(Problem details)
Put the records below into a numbered list, covering everything from their first line through the line holding "[943, 526, 1104, 553]", with both ends included. Skip blank lines and leave out the pictures.

(Extracted entries)
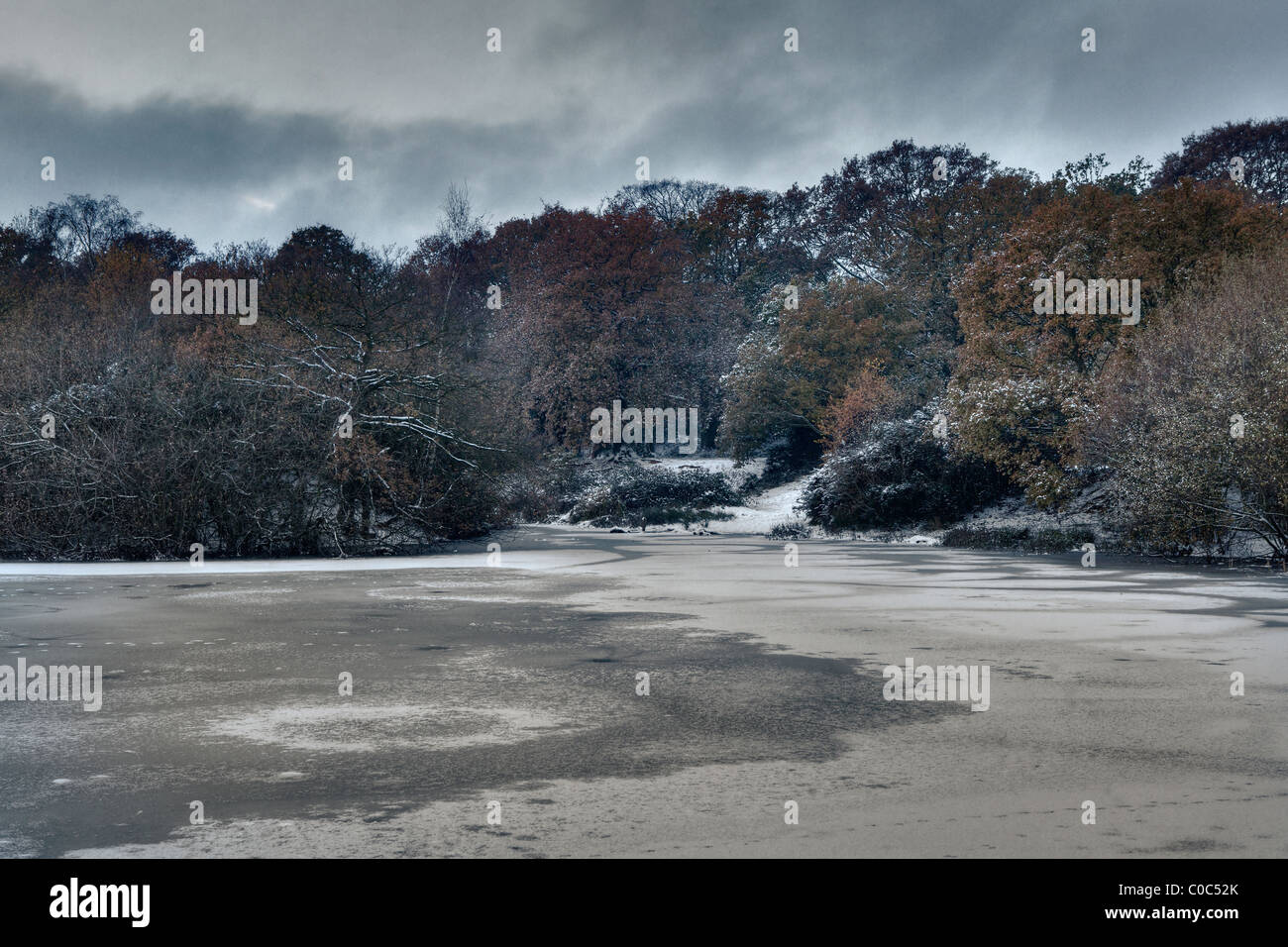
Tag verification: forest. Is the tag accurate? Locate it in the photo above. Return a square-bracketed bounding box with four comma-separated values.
[0, 119, 1288, 561]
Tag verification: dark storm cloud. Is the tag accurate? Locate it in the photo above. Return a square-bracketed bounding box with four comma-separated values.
[0, 0, 1288, 248]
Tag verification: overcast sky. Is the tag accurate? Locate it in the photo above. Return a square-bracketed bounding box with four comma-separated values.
[0, 0, 1288, 249]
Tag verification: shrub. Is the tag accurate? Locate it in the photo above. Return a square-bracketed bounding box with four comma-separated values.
[803, 408, 1006, 531]
[568, 464, 742, 526]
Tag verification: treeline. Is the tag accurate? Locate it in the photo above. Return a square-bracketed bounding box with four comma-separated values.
[0, 120, 1288, 558]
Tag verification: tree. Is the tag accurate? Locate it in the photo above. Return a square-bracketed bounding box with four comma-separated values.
[1153, 119, 1288, 207]
[1089, 245, 1288, 557]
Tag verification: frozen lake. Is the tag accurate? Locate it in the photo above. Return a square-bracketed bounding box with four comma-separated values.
[0, 526, 1288, 857]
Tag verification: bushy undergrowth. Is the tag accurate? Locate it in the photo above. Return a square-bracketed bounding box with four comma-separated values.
[568, 464, 742, 526]
[802, 410, 1006, 531]
[943, 526, 1104, 553]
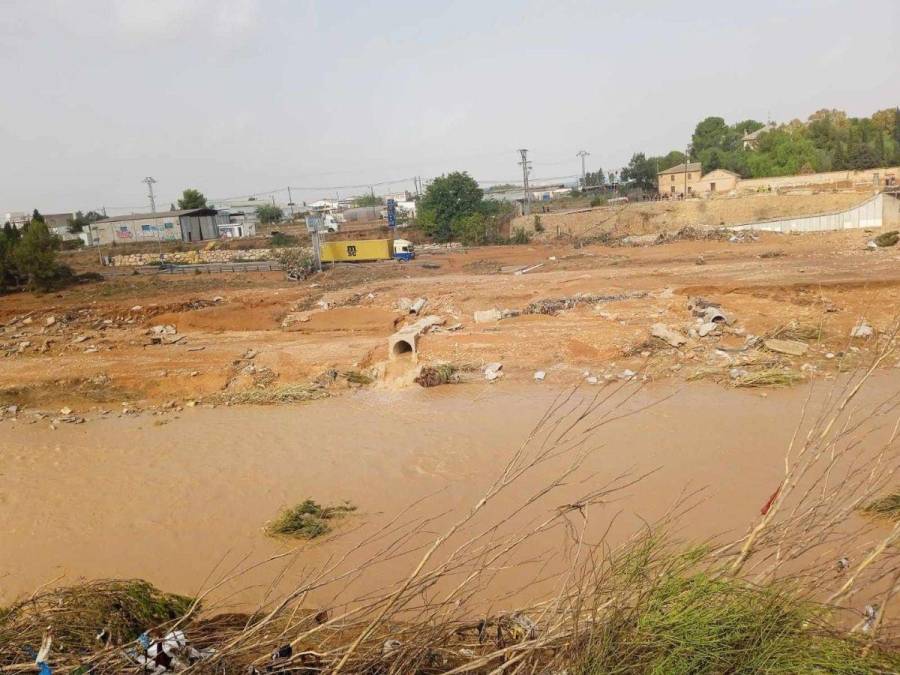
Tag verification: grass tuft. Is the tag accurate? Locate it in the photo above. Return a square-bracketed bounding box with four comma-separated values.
[863, 489, 900, 521]
[209, 384, 328, 405]
[266, 499, 356, 539]
[574, 569, 898, 675]
[414, 363, 460, 387]
[766, 320, 822, 341]
[0, 580, 194, 666]
[734, 368, 803, 388]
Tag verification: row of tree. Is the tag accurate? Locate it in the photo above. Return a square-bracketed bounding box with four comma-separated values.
[612, 108, 900, 191]
[416, 171, 514, 244]
[0, 211, 72, 291]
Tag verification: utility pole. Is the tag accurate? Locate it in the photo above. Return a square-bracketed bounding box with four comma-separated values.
[141, 176, 156, 213]
[519, 148, 531, 216]
[575, 150, 591, 189]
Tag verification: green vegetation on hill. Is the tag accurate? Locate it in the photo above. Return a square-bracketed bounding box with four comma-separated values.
[0, 217, 72, 291]
[622, 108, 900, 190]
[416, 171, 513, 245]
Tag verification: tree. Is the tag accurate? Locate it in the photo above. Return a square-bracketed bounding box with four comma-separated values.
[418, 171, 484, 241]
[691, 117, 743, 157]
[256, 204, 284, 225]
[12, 219, 71, 291]
[622, 152, 656, 191]
[649, 150, 687, 171]
[353, 194, 381, 207]
[178, 188, 206, 209]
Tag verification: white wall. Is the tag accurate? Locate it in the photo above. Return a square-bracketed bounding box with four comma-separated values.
[734, 193, 894, 232]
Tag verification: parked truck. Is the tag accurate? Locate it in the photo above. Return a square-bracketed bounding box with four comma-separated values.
[319, 239, 416, 262]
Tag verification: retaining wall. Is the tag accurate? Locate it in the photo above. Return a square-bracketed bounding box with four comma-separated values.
[734, 193, 900, 232]
[112, 248, 278, 267]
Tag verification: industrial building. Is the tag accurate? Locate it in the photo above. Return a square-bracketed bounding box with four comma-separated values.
[89, 208, 228, 246]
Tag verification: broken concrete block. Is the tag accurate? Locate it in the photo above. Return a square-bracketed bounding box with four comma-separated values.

(The output)
1. Tag verification: forest. Is the tag accurate? Locate it in the photo above. Return a square-bracketed bounding box with four comma-separated values.
2. [0, 119, 1288, 561]
3. Tag verification: dark storm cloud. Is the tag accurate? Locate it in the photo above. Return a square-bracketed bounding box with four comma-separated values.
4. [0, 0, 1288, 248]
5. Tag verification: overcast sky. Is the tag accurate? Locate it in the photo above. Return a square-bracketed bounding box with four comma-separated values.
6. [0, 0, 1288, 249]
7. Tag verification: shrub. Is the tag accurate? Locate it in the photo above. Return a square-bracketed bounding box with four comma-separated values.
8. [803, 408, 1006, 531]
9. [568, 464, 742, 526]
10. Tag verification: treeline. Is the tag accurate? Locate it in the photo above. Return a square-bracketed bounding box with four comma-separated values.
11. [0, 120, 1288, 558]
12. Tag verification: tree. Is the tag accurate? Locate it in the photo above. Return a square-bracketed bounding box with four comma-separated values.
13. [1153, 119, 1288, 207]
14. [1089, 245, 1288, 557]
15. Tag verification: frozen lake. Is the tag accurate? Locate it in the photo above. Return a square-bracketed bounding box with four comma-separated values.
16. [0, 526, 1288, 857]
17. Tag verification: bushy undergrowth. Is the tag accurate? Locate it in the photo above. Return a square-bracketed bounding box with four comma-separated values.
18. [568, 464, 742, 526]
19. [802, 410, 1006, 531]
20. [943, 526, 1104, 553]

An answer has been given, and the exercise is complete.